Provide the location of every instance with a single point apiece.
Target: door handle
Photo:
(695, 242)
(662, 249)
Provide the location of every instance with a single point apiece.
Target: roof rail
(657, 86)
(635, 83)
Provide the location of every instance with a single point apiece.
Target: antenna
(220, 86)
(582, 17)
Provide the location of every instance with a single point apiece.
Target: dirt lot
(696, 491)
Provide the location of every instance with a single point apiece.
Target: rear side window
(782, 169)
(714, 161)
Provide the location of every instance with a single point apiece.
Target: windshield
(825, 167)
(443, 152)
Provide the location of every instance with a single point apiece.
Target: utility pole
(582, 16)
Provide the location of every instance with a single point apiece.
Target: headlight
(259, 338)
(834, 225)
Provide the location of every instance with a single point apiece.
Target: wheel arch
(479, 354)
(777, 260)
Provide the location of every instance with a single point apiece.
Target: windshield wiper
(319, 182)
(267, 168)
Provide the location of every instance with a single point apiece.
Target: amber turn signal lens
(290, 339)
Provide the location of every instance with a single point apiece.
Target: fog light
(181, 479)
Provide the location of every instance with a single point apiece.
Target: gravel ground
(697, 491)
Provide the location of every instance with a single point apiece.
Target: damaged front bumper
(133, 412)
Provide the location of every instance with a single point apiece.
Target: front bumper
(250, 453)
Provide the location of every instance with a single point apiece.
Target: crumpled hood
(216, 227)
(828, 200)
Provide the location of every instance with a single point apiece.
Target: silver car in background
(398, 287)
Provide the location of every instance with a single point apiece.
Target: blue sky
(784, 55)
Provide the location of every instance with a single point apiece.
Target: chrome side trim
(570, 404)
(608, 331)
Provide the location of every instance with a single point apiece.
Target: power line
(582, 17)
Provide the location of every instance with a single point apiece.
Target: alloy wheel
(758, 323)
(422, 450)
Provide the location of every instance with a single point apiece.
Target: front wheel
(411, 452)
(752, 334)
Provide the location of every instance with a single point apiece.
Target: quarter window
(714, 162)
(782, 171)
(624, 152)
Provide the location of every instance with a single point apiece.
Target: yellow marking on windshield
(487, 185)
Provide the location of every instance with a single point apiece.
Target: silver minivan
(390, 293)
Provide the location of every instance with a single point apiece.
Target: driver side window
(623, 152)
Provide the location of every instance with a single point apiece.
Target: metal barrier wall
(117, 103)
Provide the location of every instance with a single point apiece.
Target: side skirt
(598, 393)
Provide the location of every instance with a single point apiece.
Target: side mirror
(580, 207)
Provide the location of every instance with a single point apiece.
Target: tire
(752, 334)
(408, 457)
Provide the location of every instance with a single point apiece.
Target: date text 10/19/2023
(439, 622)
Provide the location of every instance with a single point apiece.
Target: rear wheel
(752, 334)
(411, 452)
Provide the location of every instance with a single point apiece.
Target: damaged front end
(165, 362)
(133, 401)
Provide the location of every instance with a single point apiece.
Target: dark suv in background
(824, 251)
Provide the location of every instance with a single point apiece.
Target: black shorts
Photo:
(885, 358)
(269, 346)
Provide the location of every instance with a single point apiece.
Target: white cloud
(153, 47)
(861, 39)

# OBJECTIVE
Find each line in the listing above that contains the word "front" and copy those lines in full.

# WORKED SOLUTION
Target: damaged front bumper
Target: front bumper
Target: front wheel
Target: damaged front end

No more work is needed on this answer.